Etre Libre

Etre Libre
Thursday 25 September 2008

Chère Alice Miller,

Je vous écris pour vous remercier infiniment de m’avoir aidée à découvrir le chemin de la liberté, de l’indépendance et du bonheur.
J’ai 41 ans et j’aimerais par mon témoignage encourager les gens à vous lire et à méditer ce que vous expliquez si bien dans vos livres et vos articles.
Mon parcours de vie ressemble à celui de beaucoup de personnes qui témoignent sur votre site.
Mes parents, de par leur histoire, n’ont jamais pu me manifester la moindre tendresse ni compassion. J’ai grandi dans l’indifférence la plus totale pour mes sentiments et dans une ambiance familiale très cynique, ou chaque sentiment éprouvé était raillé et dénigré, dans une très grande solitude.
J’ai été abusée sexuellement par un cousin plus âgé de 5 ans, depuis l’âge de 8 ans à 13 ans. Ma mère, une fois qu’elle l’a appris (après m’avoir accusée à 13 ans de « coucher » avec mon cousin !) m’a comme seule réponse, donné 10 francs pour « aller m’acheter quelque chose ».
A l’âge de 14 ans, j’ai trouvé un peu de tendresse auprès d’un copain de 9 ans de plus que moi, que j’ai connu car il remplaçait un de mes professeurs, sans que mes parents ne réagissent. J’ai mené pour ainsi dire une vie de couple avec lui.
J’ai grandi dans le silence des abus sexuels, jusqu’à mes 22 ans, lorsque j’ai appris que ma sœur cadette, de 4 ans plus jeune que moi, avait subi les mêmes abus. Dans une grande colère, j’ai alors demandé à ma mère de communiquer ces événements à mon père, ainsi qu’à la famille de mon cousin, car je ne souhaitais plus côtoyer ces gens. Je n’ai reçu aucun soutien, si ce n’est de lourds reproches silencieux de mettre les bâtons dans les roues de cette famille qui allait jusque là si bien …
A 20 ans, j’ai rencontré le père de mes filles, avec qui je me suis mariée à 25 ans et ai eu 2 enfants. J’ai mis beaucoup de temps à comprendre que j’étais dans une relation de complète dépendance avec lui, qui me manipulait complètement et était d’un égoïsme incroyable. Je revivais la même situation sans fin, je donnais et donnais encore, mais personne n’écoutait vraiment qui j’étais et ce que je souhaitais.
Je l’ai quitté à 35 ans et ai refait ma vie avec mon compagnon actuel, qui m’a toujours soutenue et avec qui j’ai appris la tendresse et le respect.
= = =
■ **Exercices**:
- a) Recopiez le passage de la lettre allant de « Mes parents, de » jusqu'à « couple avec lui. ».
- b) Pour chaque affirmation, dites par oui ou par non si la lettre la confirme, et citez les mots de la lettre qui tranchent. (i) La personne qui écrit la lettre déclare avoir 41 ans. (ii) Le mariage avec le père des filles a eu lieu à 20 ans. (iii) La sœur cadette a 4 ans de moins que la personne qui écrit.

■ **Documents présentés**:
= = =
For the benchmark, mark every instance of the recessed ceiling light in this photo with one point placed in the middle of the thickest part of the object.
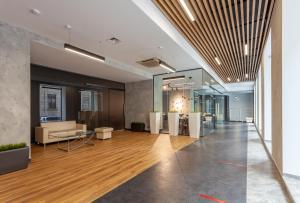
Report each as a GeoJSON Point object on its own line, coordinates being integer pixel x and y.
{"type": "Point", "coordinates": [35, 12]}
{"type": "Point", "coordinates": [187, 10]}
{"type": "Point", "coordinates": [114, 40]}
{"type": "Point", "coordinates": [218, 60]}
{"type": "Point", "coordinates": [246, 49]}
{"type": "Point", "coordinates": [68, 27]}
{"type": "Point", "coordinates": [167, 67]}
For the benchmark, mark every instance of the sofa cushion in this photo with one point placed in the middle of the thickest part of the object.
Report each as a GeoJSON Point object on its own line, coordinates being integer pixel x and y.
{"type": "Point", "coordinates": [59, 125]}
{"type": "Point", "coordinates": [62, 133]}
{"type": "Point", "coordinates": [103, 130]}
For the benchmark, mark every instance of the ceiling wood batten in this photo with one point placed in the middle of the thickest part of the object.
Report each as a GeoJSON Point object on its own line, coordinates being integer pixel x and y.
{"type": "Point", "coordinates": [221, 29]}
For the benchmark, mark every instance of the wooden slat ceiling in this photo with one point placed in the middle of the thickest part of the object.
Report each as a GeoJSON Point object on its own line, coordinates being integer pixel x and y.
{"type": "Point", "coordinates": [221, 29]}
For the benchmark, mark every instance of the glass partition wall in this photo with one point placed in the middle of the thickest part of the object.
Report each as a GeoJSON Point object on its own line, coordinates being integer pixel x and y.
{"type": "Point", "coordinates": [189, 91]}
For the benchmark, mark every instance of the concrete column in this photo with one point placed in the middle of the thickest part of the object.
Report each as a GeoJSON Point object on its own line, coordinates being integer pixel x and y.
{"type": "Point", "coordinates": [276, 26]}
{"type": "Point", "coordinates": [14, 85]}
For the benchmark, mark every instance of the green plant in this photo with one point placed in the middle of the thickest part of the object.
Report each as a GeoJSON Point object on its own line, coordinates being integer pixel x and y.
{"type": "Point", "coordinates": [12, 146]}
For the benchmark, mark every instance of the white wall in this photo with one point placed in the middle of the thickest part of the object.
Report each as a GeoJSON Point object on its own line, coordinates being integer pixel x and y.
{"type": "Point", "coordinates": [241, 105]}
{"type": "Point", "coordinates": [291, 86]}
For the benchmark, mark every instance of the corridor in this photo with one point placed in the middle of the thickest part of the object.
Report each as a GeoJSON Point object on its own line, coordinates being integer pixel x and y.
{"type": "Point", "coordinates": [229, 165]}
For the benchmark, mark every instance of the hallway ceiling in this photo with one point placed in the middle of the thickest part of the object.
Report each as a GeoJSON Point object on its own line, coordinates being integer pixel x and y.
{"type": "Point", "coordinates": [221, 29]}
{"type": "Point", "coordinates": [93, 23]}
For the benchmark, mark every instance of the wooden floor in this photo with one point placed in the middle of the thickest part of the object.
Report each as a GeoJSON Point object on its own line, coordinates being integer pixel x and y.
{"type": "Point", "coordinates": [89, 172]}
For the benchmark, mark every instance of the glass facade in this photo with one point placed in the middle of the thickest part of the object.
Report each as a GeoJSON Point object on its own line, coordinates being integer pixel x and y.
{"type": "Point", "coordinates": [189, 91]}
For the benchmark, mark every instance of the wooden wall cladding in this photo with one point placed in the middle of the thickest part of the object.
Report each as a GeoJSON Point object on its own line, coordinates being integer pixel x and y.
{"type": "Point", "coordinates": [112, 113]}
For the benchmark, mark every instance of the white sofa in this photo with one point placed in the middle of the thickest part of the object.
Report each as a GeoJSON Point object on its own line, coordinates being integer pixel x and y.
{"type": "Point", "coordinates": [49, 131]}
{"type": "Point", "coordinates": [103, 133]}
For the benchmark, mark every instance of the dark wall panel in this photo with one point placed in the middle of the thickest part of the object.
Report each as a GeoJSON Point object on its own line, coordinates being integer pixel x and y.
{"type": "Point", "coordinates": [110, 93]}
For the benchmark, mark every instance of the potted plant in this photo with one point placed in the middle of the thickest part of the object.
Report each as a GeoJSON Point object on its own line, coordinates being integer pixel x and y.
{"type": "Point", "coordinates": [154, 122]}
{"type": "Point", "coordinates": [173, 121]}
{"type": "Point", "coordinates": [194, 124]}
{"type": "Point", "coordinates": [13, 157]}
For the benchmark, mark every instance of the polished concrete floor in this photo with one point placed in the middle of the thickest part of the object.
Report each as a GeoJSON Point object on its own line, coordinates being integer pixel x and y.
{"type": "Point", "coordinates": [229, 165]}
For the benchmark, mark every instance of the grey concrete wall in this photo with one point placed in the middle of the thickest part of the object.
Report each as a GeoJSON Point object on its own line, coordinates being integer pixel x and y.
{"type": "Point", "coordinates": [276, 27]}
{"type": "Point", "coordinates": [14, 85]}
{"type": "Point", "coordinates": [138, 102]}
{"type": "Point", "coordinates": [241, 105]}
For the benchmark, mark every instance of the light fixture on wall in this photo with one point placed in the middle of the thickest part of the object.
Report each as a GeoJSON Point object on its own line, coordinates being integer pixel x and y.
{"type": "Point", "coordinates": [166, 66]}
{"type": "Point", "coordinates": [83, 52]}
{"type": "Point", "coordinates": [181, 77]}
{"type": "Point", "coordinates": [187, 10]}
{"type": "Point", "coordinates": [218, 60]}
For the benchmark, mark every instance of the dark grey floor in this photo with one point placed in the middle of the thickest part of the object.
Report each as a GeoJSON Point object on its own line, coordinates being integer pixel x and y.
{"type": "Point", "coordinates": [213, 166]}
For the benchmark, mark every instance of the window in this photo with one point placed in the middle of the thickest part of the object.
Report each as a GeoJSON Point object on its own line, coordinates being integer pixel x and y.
{"type": "Point", "coordinates": [51, 103]}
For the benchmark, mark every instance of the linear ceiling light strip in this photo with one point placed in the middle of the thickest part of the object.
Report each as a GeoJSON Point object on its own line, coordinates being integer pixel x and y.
{"type": "Point", "coordinates": [83, 52]}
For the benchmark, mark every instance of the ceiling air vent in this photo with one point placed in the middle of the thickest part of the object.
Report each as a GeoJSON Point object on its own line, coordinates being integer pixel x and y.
{"type": "Point", "coordinates": [150, 63]}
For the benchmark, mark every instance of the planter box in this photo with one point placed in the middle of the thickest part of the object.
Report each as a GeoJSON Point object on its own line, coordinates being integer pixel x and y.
{"type": "Point", "coordinates": [13, 160]}
{"type": "Point", "coordinates": [154, 122]}
{"type": "Point", "coordinates": [173, 121]}
{"type": "Point", "coordinates": [194, 125]}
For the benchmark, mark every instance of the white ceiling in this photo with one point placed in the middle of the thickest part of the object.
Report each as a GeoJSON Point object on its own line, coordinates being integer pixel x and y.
{"type": "Point", "coordinates": [93, 22]}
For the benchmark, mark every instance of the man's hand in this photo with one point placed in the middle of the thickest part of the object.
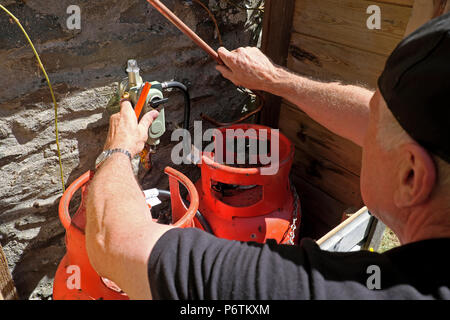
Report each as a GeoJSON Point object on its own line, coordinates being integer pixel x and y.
{"type": "Point", "coordinates": [125, 132]}
{"type": "Point", "coordinates": [248, 67]}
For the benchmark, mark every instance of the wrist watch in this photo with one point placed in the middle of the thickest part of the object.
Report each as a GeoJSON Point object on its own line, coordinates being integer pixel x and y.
{"type": "Point", "coordinates": [107, 153]}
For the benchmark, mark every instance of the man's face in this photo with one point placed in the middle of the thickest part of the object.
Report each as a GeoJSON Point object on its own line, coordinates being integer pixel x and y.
{"type": "Point", "coordinates": [378, 170]}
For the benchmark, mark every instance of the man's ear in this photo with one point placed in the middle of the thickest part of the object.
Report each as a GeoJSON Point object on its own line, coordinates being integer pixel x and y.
{"type": "Point", "coordinates": [416, 176]}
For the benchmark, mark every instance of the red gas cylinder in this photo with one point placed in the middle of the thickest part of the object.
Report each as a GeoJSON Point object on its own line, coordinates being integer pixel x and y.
{"type": "Point", "coordinates": [244, 203]}
{"type": "Point", "coordinates": [91, 285]}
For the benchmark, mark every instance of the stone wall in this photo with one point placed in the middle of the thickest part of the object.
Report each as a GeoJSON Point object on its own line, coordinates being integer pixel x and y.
{"type": "Point", "coordinates": [84, 66]}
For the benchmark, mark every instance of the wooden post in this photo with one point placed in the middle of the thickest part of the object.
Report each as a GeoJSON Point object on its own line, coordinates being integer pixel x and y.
{"type": "Point", "coordinates": [7, 288]}
{"type": "Point", "coordinates": [277, 26]}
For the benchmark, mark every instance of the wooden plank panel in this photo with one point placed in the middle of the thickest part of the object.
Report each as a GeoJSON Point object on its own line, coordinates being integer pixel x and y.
{"type": "Point", "coordinates": [344, 22]}
{"type": "Point", "coordinates": [311, 137]}
{"type": "Point", "coordinates": [329, 61]}
{"type": "Point", "coordinates": [277, 26]}
{"type": "Point", "coordinates": [406, 3]}
{"type": "Point", "coordinates": [334, 180]}
{"type": "Point", "coordinates": [320, 212]}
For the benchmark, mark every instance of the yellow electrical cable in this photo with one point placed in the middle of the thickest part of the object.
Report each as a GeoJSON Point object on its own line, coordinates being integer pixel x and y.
{"type": "Point", "coordinates": [49, 85]}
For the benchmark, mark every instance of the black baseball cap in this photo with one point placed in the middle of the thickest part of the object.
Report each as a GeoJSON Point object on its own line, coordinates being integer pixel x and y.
{"type": "Point", "coordinates": [415, 84]}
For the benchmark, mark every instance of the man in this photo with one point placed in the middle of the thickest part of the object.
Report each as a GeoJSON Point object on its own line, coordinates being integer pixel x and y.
{"type": "Point", "coordinates": [404, 130]}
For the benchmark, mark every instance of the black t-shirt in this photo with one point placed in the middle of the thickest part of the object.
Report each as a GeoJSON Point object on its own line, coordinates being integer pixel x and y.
{"type": "Point", "coordinates": [191, 264]}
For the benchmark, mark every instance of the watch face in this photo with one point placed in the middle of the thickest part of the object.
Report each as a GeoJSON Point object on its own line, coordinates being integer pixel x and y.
{"type": "Point", "coordinates": [101, 157]}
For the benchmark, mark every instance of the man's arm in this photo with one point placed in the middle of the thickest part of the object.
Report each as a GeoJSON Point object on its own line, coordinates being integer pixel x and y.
{"type": "Point", "coordinates": [343, 109]}
{"type": "Point", "coordinates": [120, 233]}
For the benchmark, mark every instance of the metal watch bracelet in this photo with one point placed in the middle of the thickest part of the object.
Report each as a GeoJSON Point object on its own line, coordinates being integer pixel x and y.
{"type": "Point", "coordinates": [107, 153]}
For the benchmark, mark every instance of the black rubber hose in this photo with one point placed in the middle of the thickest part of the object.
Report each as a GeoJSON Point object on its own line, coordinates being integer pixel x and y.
{"type": "Point", "coordinates": [187, 100]}
{"type": "Point", "coordinates": [201, 218]}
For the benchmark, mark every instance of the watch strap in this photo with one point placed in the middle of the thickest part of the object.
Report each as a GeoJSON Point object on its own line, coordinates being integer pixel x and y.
{"type": "Point", "coordinates": [107, 153]}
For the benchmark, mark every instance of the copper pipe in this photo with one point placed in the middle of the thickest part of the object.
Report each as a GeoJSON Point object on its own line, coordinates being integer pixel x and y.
{"type": "Point", "coordinates": [185, 29]}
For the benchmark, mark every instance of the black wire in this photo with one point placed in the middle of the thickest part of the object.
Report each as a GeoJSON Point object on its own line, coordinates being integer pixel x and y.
{"type": "Point", "coordinates": [187, 100]}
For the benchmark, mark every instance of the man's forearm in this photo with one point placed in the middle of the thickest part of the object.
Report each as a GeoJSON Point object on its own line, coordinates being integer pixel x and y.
{"type": "Point", "coordinates": [119, 226]}
{"type": "Point", "coordinates": [343, 109]}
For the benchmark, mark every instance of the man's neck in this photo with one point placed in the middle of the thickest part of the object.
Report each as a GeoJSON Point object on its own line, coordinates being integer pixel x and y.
{"type": "Point", "coordinates": [424, 223]}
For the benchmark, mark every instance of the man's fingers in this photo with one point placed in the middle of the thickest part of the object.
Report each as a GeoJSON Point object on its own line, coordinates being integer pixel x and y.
{"type": "Point", "coordinates": [148, 118]}
{"type": "Point", "coordinates": [126, 110]}
{"type": "Point", "coordinates": [224, 55]}
{"type": "Point", "coordinates": [224, 71]}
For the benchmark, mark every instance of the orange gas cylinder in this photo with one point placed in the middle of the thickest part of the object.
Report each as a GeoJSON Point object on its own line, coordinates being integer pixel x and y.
{"type": "Point", "coordinates": [76, 262]}
{"type": "Point", "coordinates": [243, 202]}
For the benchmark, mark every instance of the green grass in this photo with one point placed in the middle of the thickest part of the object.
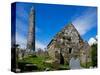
= = =
■ **Corrigé détaillé**:
- a)
Mes parents, de par leur histoire, n’ont jamais pu me manifester la moindre tendresse ni compassion. J’ai grandi dans l’indifférence la plus totale pour mes sentiments et dans une ambiance familiale très cynique, ou chaque sentiment éprouvé était raillé et dénigré, dans une très grande solitude.
J’ai été abusée sexuellement par un cousin plus âgé de 5 ans, depuis l’âge de 8 ans à 13 ans. Ma mère, une fois qu’elle l’a appris (après m’avoir accusée à 13 ans de « coucher » avec mon cousin !) m’a comme seule réponse, donné 10 francs pour « aller m’acheter quelque chose ».
A l’âge de 14 ans, j’ai trouvé un peu de tendresse auprès d’un copain de 9 ans de plus que moi, que j’ai connu car il remplaçait un de mes professeurs, sans que mes parents ne réagissent. J’ai mené pour ainsi dire une vie de couple avec lui.

- b)
(i) Oui : « J’ai 41 ans ».
(ii) Non : « avec qui je me suis mariée à 25 ans ».
(iii) Oui : « ma sœur cadette, de 4 ans plus jeune que moi ».